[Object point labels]

※ ※ ※

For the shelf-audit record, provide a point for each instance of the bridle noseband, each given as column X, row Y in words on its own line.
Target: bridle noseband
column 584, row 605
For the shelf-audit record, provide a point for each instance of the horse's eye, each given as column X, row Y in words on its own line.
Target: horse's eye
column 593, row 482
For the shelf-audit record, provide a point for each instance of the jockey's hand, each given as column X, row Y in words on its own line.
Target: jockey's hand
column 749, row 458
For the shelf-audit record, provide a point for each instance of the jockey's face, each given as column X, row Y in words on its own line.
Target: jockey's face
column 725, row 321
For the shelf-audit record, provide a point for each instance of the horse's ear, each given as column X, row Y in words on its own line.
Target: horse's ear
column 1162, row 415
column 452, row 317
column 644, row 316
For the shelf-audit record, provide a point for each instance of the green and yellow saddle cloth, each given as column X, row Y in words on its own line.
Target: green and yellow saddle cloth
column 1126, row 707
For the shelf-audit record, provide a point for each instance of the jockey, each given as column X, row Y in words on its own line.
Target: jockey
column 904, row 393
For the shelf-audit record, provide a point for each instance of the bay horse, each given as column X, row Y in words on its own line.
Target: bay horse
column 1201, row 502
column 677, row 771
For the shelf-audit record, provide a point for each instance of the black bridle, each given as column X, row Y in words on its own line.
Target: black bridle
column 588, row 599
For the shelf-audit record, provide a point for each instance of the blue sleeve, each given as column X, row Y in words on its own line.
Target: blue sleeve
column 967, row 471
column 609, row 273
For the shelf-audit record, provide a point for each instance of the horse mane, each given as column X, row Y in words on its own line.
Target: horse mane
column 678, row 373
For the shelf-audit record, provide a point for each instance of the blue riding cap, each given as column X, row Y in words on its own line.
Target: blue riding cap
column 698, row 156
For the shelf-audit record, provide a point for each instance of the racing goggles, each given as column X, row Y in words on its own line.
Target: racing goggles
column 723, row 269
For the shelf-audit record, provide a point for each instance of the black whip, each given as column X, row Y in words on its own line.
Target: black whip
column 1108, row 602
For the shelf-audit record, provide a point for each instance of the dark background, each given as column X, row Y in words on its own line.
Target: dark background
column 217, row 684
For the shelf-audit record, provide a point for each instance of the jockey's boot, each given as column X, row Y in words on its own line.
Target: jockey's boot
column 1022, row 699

※ ※ ※

▶ EXERCISE AIM: Copy out, word for word, the lines from the one containing "horse's ear, each" through the one containing "column 217, row 684", including both of those lines.

▶ ANSWER TO THE TASK:
For the shelf-audit record, provide a point for each instance of the horse's ear, each given as column X, row Y in words on its own line.
Target: horse's ear
column 1162, row 415
column 452, row 317
column 644, row 316
For the shelf-audit record, provide a point for each instance of the green and yellow saddle cloth, each given as column X, row Y in words on its own line.
Target: green and yellow saddle cloth
column 1126, row 707
For the shelf-audit record, provide a point for each instance of the jockey, each given as column X, row Y in words on its own line.
Target: jockey
column 904, row 393
For the shelf-audit record, provide a point for each instance of the bay horse, each given as column X, row Y in words on its own line.
Target: bay horse
column 1201, row 502
column 677, row 771
For the shelf-audit record, provide a point for each instance of the black bridle, each given as column X, row Y in words on its own line.
Target: black bridle
column 588, row 599
For the shelf-audit record, provide a point for each instance of the blue sleeve, each given as column X, row Y in words on its own line.
Target: blue sleeve
column 967, row 471
column 609, row 273
For the shelf-audit record, provide a point for each instance of the horse mane, each given as column X, row Y in words on its own line.
Target: horse mane
column 678, row 373
For the shelf-audit record, provide a point for each instance of the blue riding cap, each given as column X, row Y in words on its own line.
Target: blue riding cap
column 698, row 156
For the shelf-audit record, provide a point for each instance of the racing goggles, each given as column X, row Y in words on its own line.
Target: racing goggles
column 723, row 269
For the shelf-audit record, provide a point for each instance of the black whip, each given as column X, row Y in words on its own line.
Target: black whip
column 1108, row 602
For the shelf-audit record, provide a point for each instance of the dark background, each given as column X, row Y in words on its own line.
Target: dark background
column 217, row 684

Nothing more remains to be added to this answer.